WORK TO DO: Please write out every line from the one that has "segment(query) outlines every" through the end of the records as a JSON list of strings, one string per line, with blank lines left out.

***

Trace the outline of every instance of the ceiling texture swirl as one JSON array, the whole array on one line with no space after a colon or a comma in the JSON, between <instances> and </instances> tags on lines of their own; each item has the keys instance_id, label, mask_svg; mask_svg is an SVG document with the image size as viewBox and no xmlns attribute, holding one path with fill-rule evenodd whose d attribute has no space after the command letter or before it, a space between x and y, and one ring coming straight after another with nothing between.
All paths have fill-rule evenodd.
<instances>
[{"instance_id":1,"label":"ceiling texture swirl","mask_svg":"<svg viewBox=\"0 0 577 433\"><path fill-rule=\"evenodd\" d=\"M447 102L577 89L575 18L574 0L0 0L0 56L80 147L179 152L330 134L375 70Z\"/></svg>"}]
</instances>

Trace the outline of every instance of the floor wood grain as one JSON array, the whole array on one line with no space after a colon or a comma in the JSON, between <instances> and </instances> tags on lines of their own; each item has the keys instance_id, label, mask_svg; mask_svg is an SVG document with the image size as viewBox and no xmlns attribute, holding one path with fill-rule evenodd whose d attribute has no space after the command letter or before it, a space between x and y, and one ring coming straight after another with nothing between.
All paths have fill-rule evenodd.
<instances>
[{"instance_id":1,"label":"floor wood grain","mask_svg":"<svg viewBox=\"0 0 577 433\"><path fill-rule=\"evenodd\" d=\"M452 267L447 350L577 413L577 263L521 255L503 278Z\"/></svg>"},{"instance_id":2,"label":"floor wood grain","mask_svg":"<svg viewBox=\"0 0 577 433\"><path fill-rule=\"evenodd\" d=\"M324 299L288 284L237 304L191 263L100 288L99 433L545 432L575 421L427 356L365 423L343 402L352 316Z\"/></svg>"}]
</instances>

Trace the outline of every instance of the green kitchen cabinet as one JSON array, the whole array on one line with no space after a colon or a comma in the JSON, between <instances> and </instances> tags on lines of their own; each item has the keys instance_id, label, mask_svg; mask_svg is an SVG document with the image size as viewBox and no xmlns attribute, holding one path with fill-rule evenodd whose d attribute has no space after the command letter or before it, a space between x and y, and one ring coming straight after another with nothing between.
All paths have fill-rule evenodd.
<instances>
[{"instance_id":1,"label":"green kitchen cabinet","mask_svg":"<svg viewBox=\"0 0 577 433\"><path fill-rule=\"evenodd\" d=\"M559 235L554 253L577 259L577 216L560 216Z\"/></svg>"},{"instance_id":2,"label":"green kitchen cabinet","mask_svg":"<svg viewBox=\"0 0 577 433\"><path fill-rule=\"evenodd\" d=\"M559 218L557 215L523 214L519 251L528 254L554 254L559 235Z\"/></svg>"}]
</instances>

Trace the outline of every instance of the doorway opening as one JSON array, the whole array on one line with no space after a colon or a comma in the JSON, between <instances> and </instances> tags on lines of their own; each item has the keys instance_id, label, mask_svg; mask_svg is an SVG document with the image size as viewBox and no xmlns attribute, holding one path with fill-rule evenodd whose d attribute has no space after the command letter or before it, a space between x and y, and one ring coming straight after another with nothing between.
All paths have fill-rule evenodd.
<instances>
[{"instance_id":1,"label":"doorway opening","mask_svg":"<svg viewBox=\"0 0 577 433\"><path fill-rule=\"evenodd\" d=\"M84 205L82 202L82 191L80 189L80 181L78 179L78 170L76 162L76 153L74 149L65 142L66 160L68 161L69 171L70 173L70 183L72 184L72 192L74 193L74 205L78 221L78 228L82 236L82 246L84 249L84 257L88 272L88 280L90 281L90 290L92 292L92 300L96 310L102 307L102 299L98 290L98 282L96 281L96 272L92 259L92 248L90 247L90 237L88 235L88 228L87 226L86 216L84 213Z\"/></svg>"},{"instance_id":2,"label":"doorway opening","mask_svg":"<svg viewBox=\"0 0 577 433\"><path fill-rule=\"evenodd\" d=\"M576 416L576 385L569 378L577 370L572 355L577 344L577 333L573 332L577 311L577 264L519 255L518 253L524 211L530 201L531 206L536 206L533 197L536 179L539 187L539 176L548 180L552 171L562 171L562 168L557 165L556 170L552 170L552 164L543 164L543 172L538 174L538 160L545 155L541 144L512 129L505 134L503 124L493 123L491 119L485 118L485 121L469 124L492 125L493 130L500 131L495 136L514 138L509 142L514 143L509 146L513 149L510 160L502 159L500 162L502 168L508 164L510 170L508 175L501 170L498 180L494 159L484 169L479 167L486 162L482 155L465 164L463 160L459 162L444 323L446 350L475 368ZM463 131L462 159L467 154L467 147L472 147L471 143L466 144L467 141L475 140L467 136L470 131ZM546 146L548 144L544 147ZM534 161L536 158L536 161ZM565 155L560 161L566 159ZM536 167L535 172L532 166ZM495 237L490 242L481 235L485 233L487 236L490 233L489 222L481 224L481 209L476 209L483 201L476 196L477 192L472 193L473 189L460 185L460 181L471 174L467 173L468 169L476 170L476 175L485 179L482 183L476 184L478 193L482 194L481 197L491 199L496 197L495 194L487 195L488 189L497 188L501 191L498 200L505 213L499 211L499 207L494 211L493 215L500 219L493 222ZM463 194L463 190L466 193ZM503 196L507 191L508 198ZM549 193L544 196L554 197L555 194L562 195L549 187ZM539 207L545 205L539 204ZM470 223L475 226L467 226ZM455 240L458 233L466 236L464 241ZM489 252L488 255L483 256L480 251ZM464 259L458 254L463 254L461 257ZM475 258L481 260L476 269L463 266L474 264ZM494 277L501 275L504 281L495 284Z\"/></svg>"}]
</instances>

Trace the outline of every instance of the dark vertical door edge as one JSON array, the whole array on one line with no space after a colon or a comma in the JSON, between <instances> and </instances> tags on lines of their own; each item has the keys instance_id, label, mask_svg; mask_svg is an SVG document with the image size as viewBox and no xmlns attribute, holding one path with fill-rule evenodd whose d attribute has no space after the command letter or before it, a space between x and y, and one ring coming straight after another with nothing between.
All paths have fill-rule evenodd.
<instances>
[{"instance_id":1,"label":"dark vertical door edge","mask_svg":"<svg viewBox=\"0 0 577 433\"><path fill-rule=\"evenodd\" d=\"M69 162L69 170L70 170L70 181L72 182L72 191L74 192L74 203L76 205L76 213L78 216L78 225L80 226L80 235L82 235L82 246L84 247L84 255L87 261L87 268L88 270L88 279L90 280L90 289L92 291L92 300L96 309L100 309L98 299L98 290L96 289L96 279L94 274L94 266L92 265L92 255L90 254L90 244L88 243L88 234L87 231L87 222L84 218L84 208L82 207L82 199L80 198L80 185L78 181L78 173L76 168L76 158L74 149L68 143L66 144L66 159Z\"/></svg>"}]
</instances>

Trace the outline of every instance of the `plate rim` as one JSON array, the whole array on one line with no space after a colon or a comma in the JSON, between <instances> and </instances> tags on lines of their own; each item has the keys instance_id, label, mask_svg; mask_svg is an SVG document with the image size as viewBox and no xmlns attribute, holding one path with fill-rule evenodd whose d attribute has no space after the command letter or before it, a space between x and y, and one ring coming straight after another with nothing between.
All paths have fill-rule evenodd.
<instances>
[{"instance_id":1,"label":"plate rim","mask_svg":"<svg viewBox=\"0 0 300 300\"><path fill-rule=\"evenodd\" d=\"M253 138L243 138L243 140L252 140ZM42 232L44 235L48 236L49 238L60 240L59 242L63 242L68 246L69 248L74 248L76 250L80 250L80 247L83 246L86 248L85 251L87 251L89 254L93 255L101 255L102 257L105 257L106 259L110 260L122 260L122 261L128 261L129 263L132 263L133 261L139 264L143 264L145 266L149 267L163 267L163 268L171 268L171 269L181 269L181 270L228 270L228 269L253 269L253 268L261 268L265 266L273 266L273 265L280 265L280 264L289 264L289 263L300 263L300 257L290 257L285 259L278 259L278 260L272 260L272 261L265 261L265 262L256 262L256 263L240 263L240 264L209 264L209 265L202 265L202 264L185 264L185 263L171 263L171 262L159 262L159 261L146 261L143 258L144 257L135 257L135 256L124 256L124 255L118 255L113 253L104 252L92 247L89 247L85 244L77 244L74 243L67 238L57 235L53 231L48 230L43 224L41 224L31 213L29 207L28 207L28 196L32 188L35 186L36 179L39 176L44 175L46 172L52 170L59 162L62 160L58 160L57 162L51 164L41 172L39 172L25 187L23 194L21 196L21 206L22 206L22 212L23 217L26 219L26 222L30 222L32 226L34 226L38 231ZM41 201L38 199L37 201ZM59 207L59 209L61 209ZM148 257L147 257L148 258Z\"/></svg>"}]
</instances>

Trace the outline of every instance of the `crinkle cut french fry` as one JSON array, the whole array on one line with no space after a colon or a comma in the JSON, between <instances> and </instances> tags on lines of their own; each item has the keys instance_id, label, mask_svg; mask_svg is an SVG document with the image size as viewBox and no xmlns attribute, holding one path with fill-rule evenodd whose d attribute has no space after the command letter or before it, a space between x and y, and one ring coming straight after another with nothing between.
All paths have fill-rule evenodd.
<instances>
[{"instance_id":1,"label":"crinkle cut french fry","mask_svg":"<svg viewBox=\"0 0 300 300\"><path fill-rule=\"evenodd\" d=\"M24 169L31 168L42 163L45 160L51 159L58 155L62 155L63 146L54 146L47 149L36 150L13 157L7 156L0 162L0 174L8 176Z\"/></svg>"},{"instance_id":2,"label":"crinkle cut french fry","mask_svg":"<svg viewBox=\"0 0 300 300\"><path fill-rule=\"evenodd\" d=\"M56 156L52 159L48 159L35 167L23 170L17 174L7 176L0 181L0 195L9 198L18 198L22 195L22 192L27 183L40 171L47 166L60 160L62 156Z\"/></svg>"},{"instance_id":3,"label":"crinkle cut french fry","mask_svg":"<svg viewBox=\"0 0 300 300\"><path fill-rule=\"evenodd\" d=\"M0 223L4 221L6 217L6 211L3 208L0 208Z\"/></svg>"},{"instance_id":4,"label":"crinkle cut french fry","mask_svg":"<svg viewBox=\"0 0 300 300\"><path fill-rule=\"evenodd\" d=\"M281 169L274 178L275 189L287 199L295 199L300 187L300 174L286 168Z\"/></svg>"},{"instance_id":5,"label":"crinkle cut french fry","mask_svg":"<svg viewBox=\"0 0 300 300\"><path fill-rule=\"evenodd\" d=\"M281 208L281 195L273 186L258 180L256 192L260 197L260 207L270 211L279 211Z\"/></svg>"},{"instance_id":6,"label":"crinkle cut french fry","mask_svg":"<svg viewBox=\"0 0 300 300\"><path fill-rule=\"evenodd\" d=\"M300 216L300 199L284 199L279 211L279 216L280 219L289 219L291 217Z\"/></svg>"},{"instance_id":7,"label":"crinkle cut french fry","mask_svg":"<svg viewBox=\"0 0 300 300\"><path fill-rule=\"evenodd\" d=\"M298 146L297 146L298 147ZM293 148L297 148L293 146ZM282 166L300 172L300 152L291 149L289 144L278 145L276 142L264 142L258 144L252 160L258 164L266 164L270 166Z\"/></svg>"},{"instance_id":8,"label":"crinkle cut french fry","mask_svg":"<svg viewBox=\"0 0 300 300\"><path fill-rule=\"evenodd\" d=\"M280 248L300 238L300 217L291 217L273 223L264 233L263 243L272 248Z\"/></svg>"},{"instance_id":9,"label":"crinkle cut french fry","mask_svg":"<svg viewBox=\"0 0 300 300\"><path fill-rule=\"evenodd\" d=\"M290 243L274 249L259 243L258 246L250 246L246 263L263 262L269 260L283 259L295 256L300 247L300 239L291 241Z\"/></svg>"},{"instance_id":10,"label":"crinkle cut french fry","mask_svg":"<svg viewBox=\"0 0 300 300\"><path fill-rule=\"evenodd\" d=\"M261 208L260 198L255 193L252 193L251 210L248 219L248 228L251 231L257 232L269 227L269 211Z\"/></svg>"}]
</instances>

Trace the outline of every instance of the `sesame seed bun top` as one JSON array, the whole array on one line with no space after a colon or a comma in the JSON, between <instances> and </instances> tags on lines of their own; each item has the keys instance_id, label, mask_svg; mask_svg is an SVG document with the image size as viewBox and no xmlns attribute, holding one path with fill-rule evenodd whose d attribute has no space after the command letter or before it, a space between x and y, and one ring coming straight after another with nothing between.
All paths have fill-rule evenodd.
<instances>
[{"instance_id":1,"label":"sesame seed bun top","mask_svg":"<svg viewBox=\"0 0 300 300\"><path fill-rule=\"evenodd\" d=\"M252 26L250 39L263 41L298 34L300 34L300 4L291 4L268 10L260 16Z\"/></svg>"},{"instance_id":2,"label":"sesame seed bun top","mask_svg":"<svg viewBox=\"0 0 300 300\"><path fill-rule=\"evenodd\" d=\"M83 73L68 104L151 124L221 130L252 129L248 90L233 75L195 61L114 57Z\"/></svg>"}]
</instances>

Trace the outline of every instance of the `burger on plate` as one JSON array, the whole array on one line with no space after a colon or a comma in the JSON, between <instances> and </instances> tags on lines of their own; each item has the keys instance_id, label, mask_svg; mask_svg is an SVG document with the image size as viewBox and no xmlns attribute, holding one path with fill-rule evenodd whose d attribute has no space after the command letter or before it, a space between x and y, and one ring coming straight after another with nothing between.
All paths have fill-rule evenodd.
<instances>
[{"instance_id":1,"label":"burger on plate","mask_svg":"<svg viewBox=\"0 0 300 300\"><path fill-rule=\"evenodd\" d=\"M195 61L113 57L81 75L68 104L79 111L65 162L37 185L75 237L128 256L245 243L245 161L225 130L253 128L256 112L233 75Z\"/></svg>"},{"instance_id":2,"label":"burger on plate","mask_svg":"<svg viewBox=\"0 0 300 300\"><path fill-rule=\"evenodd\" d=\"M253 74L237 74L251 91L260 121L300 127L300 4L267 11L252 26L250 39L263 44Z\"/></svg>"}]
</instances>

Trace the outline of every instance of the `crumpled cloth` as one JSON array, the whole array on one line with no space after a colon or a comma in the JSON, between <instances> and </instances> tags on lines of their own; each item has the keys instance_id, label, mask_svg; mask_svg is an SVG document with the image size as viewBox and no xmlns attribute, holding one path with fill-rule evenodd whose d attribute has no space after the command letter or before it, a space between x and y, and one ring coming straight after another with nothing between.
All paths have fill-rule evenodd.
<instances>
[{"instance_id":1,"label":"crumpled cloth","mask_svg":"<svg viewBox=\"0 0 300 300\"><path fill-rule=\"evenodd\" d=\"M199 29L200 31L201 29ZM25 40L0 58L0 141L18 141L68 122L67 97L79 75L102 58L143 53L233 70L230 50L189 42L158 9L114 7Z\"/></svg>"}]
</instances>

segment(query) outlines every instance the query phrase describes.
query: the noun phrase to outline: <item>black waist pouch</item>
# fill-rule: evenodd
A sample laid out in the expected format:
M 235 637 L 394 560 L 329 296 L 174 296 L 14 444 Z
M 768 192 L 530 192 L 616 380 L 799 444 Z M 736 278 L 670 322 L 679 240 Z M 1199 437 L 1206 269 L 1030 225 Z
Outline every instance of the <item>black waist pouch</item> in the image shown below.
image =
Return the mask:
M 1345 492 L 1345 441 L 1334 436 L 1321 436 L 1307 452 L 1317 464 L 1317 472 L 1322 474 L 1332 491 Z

***

THE OUTPUT:
[
  "segment(query) outlines every instance the query phrase describes.",
  "query: the noun phrase to outline: <item>black waist pouch</item>",
  "# fill-rule: evenodd",
  "A sample laid out in the expected format:",
  "M 235 637 L 394 560 L 329 296 L 174 296 L 14 444 Z",
  "M 768 192 L 530 192 L 616 380 L 799 444 Z M 736 278 L 670 322 L 679 240 Z M 1199 437 L 1206 269 L 1030 225 Z",
  "Outline every instance of the <item>black waist pouch</item> in the image shown below.",
  "image =",
  "Return the mask:",
  "M 1345 492 L 1345 441 L 1334 436 L 1321 436 L 1307 452 L 1317 464 L 1317 472 L 1322 474 L 1332 491 Z"
]